**Source text:**
== Segment start ==
Breast Lift with Augmentation Scars

Posted By on Mar 3, 2017 in Breast Augmentation, Breast Implants, Breast Lift | 0 comments


Breast lift with augmentation scars will depend on the extent of ptosis (sagging appearance). Nonetheless, a good plastic surgeon will make every effort to place the incisions in the most inconspicuous areas such as the areola’s border and within the breast crease/submammary fold.

 

The standard or full breast lift requires a scar around the areola and from the nipple area down to the breast crease; another incision is created parallel to the submammary fold. Simply put, the scar pattern resembles an inverted T.

 

breast lift with augmentation scars

 

However, incorporating breast implants could mean additional internal lifting effect and so the patient may avoid the submammary fold incision, which is quite prone to small wound separations. This breast lift technique is referred to as lollipop lift due to the final shape of the scars.

 

The lollipop lift is also called vertical lift because only the vertical scar is visible from the anterior view. Over time, it is expected to fade into color that resembles the patient’s skin.

 

It is important to note that every time the skin is cut or injured, scar will inevitably form and so it is critical to place it in the most concealed areas. Furthermore, the quality of wound closure can have a large effect on the final results.
== Segment end ==
**Data records:**
== Segment start ==
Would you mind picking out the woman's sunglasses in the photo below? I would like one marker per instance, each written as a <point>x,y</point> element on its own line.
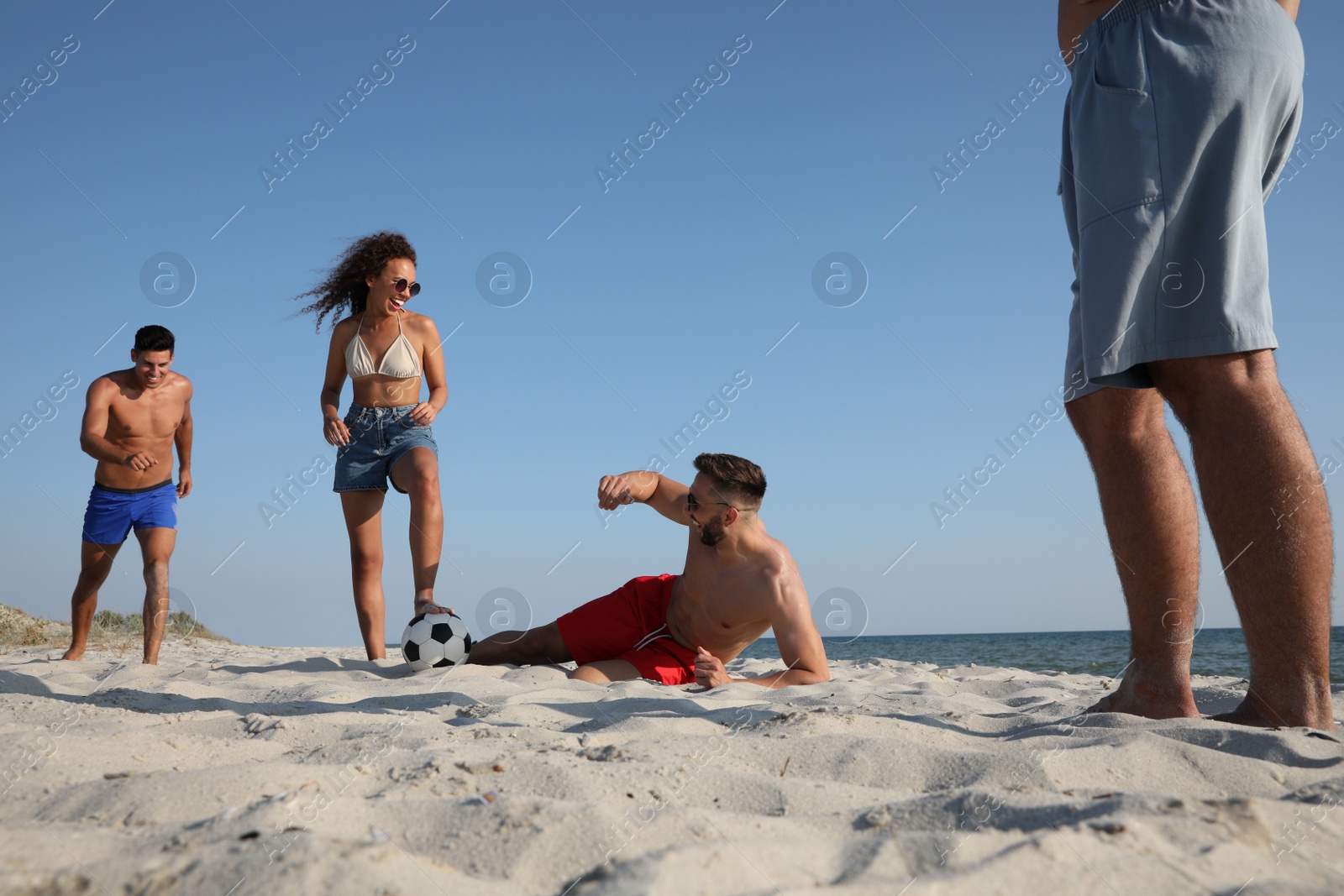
<point>400,284</point>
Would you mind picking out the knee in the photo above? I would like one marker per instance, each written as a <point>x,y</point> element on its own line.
<point>366,562</point>
<point>1245,382</point>
<point>92,579</point>
<point>544,644</point>
<point>1117,419</point>
<point>425,488</point>
<point>589,674</point>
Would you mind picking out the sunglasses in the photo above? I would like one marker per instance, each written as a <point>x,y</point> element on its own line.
<point>400,284</point>
<point>692,504</point>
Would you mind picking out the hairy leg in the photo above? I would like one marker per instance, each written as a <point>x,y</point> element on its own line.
<point>1153,526</point>
<point>605,672</point>
<point>417,473</point>
<point>363,521</point>
<point>533,647</point>
<point>94,566</point>
<point>156,547</point>
<point>1267,508</point>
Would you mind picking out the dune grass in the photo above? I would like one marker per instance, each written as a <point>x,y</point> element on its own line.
<point>111,629</point>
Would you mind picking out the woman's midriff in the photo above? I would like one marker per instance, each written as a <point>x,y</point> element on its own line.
<point>386,391</point>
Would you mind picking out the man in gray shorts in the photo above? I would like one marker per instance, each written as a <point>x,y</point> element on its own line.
<point>1178,123</point>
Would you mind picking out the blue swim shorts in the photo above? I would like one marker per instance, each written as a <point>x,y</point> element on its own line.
<point>113,512</point>
<point>1180,116</point>
<point>378,438</point>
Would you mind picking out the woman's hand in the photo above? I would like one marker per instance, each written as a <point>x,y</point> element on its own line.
<point>335,432</point>
<point>423,414</point>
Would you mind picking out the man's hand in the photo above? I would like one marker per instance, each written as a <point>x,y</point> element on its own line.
<point>709,669</point>
<point>613,490</point>
<point>141,461</point>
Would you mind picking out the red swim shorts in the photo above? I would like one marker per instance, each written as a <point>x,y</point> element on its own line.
<point>631,624</point>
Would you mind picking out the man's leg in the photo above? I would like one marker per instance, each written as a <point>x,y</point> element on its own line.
<point>1153,526</point>
<point>94,566</point>
<point>604,672</point>
<point>156,547</point>
<point>1267,506</point>
<point>363,520</point>
<point>533,647</point>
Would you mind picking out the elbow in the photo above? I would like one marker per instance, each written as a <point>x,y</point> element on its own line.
<point>817,678</point>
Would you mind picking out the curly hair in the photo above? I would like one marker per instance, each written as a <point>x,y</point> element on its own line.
<point>344,286</point>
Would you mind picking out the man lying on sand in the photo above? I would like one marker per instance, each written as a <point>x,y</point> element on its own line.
<point>678,629</point>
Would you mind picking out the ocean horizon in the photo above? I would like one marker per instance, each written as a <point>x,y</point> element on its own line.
<point>1216,652</point>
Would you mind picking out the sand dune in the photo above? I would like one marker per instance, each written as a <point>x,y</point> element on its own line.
<point>239,770</point>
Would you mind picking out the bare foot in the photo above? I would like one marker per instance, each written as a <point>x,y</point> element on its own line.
<point>1260,714</point>
<point>1139,694</point>
<point>429,606</point>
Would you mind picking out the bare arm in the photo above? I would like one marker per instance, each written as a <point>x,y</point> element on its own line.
<point>663,495</point>
<point>335,376</point>
<point>432,362</point>
<point>183,441</point>
<point>333,430</point>
<point>93,432</point>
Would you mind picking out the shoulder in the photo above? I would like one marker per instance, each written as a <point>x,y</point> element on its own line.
<point>344,329</point>
<point>181,385</point>
<point>416,322</point>
<point>780,573</point>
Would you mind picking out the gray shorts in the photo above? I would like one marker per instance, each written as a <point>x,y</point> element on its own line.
<point>1180,116</point>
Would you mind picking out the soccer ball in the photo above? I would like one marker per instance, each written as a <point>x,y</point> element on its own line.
<point>436,640</point>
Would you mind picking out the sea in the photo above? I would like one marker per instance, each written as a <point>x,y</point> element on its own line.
<point>1216,652</point>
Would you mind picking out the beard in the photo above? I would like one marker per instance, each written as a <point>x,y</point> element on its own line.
<point>711,532</point>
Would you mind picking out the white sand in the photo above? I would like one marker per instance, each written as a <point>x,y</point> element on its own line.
<point>233,770</point>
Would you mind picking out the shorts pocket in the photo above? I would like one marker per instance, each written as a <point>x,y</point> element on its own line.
<point>1113,128</point>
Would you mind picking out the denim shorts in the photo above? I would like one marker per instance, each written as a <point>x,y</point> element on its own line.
<point>378,438</point>
<point>1180,117</point>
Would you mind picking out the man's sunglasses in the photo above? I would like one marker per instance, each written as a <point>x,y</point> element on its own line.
<point>400,284</point>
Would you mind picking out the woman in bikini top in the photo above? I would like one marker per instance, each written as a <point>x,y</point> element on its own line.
<point>386,436</point>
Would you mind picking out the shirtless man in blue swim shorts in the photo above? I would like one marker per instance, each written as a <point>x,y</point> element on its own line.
<point>132,421</point>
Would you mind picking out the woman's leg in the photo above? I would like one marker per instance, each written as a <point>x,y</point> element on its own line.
<point>417,473</point>
<point>363,521</point>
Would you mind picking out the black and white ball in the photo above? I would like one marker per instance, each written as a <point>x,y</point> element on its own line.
<point>434,641</point>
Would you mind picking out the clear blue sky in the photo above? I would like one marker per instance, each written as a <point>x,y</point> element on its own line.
<point>647,296</point>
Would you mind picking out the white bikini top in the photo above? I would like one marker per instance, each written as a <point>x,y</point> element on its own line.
<point>401,359</point>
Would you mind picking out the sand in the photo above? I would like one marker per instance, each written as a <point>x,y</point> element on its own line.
<point>233,770</point>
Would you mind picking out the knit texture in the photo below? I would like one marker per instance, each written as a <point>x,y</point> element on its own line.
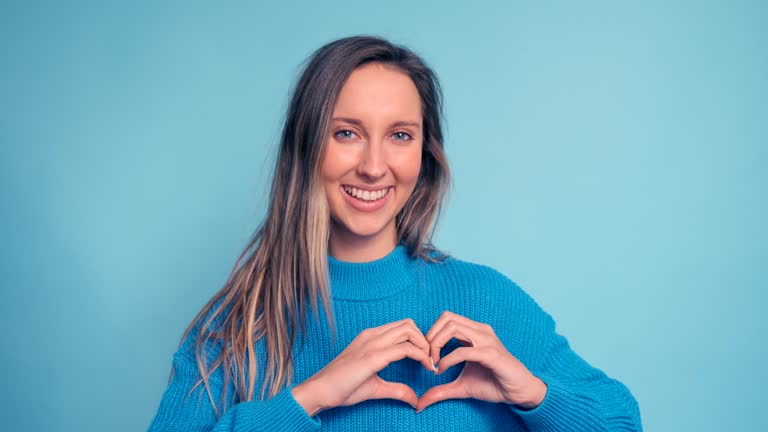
<point>579,396</point>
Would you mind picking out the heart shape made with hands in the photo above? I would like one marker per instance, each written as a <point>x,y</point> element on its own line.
<point>491,373</point>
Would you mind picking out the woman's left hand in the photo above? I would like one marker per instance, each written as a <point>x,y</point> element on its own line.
<point>490,373</point>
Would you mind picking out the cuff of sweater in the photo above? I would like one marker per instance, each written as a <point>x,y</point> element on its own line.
<point>562,410</point>
<point>285,414</point>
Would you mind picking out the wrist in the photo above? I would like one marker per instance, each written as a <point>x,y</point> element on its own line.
<point>535,396</point>
<point>306,396</point>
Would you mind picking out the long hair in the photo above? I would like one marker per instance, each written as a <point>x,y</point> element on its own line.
<point>284,265</point>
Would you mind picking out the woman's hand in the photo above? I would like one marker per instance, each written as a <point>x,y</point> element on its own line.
<point>490,373</point>
<point>352,377</point>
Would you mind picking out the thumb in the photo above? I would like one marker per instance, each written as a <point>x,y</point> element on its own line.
<point>390,390</point>
<point>452,390</point>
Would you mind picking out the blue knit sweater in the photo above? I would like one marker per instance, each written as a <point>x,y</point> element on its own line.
<point>579,396</point>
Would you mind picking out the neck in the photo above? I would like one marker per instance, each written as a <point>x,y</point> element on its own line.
<point>345,246</point>
<point>380,278</point>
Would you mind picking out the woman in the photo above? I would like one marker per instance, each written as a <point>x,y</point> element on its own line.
<point>402,336</point>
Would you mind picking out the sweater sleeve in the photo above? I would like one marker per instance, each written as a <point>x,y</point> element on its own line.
<point>181,411</point>
<point>579,396</point>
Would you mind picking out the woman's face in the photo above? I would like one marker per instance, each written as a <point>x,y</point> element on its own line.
<point>372,158</point>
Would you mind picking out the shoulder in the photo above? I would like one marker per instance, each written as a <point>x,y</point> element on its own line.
<point>455,270</point>
<point>490,291</point>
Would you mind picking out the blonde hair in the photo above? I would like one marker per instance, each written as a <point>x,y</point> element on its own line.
<point>284,265</point>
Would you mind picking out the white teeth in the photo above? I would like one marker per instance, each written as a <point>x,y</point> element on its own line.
<point>364,194</point>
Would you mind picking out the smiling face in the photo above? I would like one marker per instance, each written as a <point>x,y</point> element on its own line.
<point>371,160</point>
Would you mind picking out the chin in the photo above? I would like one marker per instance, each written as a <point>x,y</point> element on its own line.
<point>362,229</point>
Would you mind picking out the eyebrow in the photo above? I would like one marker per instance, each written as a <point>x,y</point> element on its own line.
<point>357,122</point>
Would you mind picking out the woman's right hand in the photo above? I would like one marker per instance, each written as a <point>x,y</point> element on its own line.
<point>352,377</point>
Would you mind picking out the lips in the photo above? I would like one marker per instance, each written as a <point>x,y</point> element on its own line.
<point>366,206</point>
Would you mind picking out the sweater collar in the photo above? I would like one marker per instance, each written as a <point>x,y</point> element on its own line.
<point>380,278</point>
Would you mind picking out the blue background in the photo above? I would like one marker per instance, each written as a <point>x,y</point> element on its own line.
<point>608,156</point>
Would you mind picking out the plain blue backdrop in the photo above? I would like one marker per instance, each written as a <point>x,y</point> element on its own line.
<point>608,156</point>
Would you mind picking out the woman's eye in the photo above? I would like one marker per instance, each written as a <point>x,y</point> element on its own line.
<point>403,136</point>
<point>344,133</point>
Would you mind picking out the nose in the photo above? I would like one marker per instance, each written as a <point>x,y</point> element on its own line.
<point>372,162</point>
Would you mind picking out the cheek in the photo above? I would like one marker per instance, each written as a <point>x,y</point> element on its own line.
<point>337,161</point>
<point>409,167</point>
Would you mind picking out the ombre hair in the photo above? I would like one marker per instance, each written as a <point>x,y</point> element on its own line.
<point>284,265</point>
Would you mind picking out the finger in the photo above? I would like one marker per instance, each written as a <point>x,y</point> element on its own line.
<point>400,351</point>
<point>484,356</point>
<point>401,333</point>
<point>447,316</point>
<point>454,329</point>
<point>452,390</point>
<point>382,328</point>
<point>398,391</point>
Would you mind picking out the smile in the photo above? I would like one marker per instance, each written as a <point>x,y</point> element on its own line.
<point>365,195</point>
<point>366,201</point>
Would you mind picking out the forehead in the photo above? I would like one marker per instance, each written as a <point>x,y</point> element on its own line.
<point>376,93</point>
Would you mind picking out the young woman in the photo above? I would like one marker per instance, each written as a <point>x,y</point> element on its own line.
<point>345,316</point>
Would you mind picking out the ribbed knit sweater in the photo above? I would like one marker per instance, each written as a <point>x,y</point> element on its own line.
<point>579,397</point>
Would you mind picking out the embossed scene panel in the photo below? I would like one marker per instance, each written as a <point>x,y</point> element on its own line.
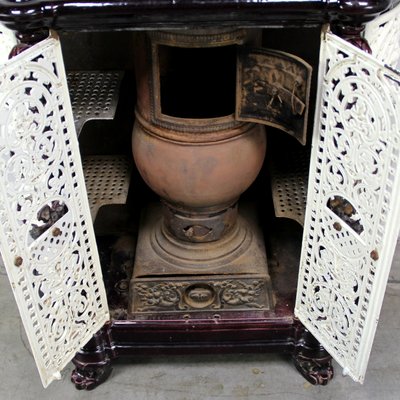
<point>46,234</point>
<point>274,89</point>
<point>353,214</point>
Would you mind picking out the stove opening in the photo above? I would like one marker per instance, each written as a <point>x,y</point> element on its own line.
<point>197,82</point>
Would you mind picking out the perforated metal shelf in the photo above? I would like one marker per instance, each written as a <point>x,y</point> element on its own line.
<point>289,180</point>
<point>94,95</point>
<point>107,180</point>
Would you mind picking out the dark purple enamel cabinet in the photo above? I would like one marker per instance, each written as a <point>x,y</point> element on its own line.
<point>102,269</point>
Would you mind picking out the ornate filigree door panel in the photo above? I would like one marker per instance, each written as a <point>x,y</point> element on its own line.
<point>46,234</point>
<point>353,213</point>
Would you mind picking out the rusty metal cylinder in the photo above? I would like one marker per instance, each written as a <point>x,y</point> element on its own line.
<point>198,166</point>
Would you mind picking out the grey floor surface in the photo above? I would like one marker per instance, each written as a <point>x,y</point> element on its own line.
<point>261,376</point>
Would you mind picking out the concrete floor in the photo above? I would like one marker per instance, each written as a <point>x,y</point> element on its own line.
<point>263,376</point>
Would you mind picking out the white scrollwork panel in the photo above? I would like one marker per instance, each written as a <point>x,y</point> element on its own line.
<point>383,36</point>
<point>353,212</point>
<point>7,42</point>
<point>46,234</point>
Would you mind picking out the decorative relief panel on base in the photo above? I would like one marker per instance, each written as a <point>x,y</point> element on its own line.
<point>214,293</point>
<point>353,213</point>
<point>383,35</point>
<point>46,234</point>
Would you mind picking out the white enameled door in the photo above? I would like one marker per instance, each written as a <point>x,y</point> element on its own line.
<point>353,210</point>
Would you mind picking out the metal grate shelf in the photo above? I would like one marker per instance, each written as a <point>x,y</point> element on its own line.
<point>289,180</point>
<point>94,95</point>
<point>107,180</point>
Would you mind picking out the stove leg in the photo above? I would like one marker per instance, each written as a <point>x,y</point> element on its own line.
<point>312,361</point>
<point>92,363</point>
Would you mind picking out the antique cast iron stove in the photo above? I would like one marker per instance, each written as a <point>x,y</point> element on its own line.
<point>209,267</point>
<point>197,253</point>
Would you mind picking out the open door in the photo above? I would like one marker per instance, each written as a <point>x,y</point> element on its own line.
<point>353,210</point>
<point>273,88</point>
<point>46,234</point>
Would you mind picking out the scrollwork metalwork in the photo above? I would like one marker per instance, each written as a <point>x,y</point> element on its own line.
<point>351,203</point>
<point>45,219</point>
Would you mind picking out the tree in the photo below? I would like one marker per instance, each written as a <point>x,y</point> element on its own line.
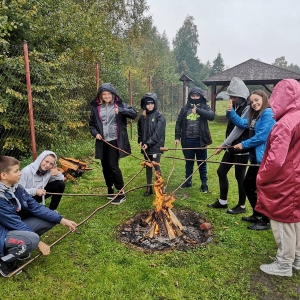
<point>185,46</point>
<point>218,65</point>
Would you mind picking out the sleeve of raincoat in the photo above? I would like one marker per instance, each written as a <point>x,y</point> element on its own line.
<point>237,131</point>
<point>205,112</point>
<point>278,146</point>
<point>261,131</point>
<point>139,127</point>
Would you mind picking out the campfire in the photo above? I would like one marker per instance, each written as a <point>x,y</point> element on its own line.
<point>162,220</point>
<point>164,227</point>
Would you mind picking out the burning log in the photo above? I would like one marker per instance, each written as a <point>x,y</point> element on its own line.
<point>162,220</point>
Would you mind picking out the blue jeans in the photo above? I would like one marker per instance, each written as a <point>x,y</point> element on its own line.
<point>19,243</point>
<point>200,154</point>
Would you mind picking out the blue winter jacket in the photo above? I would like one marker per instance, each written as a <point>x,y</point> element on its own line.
<point>10,220</point>
<point>263,127</point>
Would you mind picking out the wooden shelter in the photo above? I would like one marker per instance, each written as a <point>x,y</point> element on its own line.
<point>252,72</point>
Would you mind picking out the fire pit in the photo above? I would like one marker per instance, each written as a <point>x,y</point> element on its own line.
<point>164,228</point>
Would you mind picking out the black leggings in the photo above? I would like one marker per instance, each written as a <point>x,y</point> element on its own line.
<point>149,170</point>
<point>251,190</point>
<point>110,166</point>
<point>239,175</point>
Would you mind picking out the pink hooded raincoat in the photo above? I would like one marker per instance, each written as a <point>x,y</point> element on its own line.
<point>278,179</point>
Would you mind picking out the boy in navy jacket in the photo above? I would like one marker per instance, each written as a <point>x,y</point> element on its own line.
<point>22,219</point>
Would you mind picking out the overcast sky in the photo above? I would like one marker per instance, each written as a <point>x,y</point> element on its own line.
<point>239,29</point>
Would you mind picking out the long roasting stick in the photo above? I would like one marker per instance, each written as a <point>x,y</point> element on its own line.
<point>82,222</point>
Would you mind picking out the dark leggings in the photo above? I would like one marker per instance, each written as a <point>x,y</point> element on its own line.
<point>110,166</point>
<point>239,175</point>
<point>19,243</point>
<point>251,190</point>
<point>149,170</point>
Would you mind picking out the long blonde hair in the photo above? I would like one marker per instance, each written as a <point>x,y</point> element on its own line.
<point>265,104</point>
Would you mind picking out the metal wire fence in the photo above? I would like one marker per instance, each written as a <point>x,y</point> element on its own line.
<point>61,90</point>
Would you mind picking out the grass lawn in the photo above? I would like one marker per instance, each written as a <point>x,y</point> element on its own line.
<point>92,264</point>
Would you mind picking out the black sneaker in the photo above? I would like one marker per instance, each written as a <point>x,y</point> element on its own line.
<point>204,188</point>
<point>110,192</point>
<point>7,267</point>
<point>148,192</point>
<point>119,199</point>
<point>236,210</point>
<point>250,219</point>
<point>217,204</point>
<point>186,185</point>
<point>24,257</point>
<point>259,226</point>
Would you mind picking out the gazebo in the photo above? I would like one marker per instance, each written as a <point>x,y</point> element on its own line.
<point>252,72</point>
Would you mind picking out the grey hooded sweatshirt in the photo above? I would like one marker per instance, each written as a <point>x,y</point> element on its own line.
<point>234,134</point>
<point>31,181</point>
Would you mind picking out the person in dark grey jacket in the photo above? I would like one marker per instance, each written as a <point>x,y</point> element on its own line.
<point>238,92</point>
<point>193,131</point>
<point>22,219</point>
<point>151,134</point>
<point>108,121</point>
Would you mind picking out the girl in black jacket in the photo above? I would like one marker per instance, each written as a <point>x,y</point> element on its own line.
<point>108,121</point>
<point>151,134</point>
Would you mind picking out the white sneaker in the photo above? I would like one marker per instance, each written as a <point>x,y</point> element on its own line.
<point>119,199</point>
<point>277,268</point>
<point>296,263</point>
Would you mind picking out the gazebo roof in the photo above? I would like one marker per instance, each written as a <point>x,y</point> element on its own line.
<point>252,72</point>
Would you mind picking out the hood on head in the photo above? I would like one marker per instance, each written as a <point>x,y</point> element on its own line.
<point>36,164</point>
<point>153,96</point>
<point>108,87</point>
<point>199,91</point>
<point>285,97</point>
<point>237,88</point>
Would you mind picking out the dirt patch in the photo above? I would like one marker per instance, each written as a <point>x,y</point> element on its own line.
<point>133,233</point>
== Segment end ==
**Instructions:**
1/ Rewrite the breast lift article between "However, incorporating breast" and "of the scars.", inclusive, substituting "wound openings" for "wound separations".
2/ According to the breast lift article, why is the lollipop lift also called a vertical lift?

**Answers:**
1/
However, incorporating breast implants could mean additional internal lifting effect and so the patient may avoid the submammary fold incision, which is quite prone to small wound openings. This breast lift technique is referred to as lollipop lift due to the final shape of the scars.

2/ It is called a vertical lift because only the vertical scar is visible from the anterior view.